Exercise aim
Could you work out how many lines of the material below hold "chimney"? Only the number is needed.

Material provided
★ ★ ★ ★

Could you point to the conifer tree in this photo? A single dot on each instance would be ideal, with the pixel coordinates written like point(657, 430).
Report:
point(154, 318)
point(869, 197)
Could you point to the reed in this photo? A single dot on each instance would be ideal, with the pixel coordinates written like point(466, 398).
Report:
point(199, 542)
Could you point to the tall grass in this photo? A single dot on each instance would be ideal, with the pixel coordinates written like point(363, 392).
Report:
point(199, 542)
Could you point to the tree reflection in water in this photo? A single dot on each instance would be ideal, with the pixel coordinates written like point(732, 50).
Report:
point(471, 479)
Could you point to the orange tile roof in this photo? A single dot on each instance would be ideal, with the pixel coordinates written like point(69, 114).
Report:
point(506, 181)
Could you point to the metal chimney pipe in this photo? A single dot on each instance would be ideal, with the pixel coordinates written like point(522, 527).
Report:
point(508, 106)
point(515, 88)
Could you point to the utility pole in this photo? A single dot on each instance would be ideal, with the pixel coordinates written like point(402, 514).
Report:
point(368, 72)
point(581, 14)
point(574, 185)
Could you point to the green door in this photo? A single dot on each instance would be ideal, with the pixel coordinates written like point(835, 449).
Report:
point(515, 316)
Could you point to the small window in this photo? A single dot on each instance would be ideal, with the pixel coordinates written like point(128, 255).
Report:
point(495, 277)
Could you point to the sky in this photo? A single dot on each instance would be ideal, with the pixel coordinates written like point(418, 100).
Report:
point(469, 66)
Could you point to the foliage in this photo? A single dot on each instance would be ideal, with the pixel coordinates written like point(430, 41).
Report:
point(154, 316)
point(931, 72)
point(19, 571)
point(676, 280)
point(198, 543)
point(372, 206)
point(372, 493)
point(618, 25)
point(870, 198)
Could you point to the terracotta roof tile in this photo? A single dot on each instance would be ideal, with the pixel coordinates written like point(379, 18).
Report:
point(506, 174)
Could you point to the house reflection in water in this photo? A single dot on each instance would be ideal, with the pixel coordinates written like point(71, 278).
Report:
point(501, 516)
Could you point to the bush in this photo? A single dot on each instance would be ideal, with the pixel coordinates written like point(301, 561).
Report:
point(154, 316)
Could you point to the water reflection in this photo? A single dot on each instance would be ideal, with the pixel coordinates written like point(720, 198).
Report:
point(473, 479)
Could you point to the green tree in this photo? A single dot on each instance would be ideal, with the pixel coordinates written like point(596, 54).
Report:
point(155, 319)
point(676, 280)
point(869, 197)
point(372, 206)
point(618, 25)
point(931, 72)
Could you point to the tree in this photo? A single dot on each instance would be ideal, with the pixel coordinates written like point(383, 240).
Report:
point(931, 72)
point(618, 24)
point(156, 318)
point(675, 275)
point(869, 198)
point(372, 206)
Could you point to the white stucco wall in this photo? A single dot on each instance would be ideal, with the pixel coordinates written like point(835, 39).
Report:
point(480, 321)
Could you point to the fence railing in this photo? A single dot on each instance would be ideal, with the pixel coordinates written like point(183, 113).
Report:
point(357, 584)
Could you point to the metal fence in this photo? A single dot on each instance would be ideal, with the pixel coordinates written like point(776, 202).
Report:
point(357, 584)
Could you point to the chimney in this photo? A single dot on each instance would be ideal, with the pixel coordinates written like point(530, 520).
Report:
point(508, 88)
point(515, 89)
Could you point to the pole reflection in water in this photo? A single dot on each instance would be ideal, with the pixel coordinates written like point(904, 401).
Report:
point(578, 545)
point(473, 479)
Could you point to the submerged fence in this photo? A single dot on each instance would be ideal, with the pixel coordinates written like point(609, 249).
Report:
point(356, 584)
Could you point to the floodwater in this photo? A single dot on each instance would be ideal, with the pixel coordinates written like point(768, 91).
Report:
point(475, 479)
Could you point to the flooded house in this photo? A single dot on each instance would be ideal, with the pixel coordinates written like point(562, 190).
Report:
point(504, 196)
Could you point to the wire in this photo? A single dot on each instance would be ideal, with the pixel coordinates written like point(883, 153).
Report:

★ ★ ★ ★

Finished exercise
2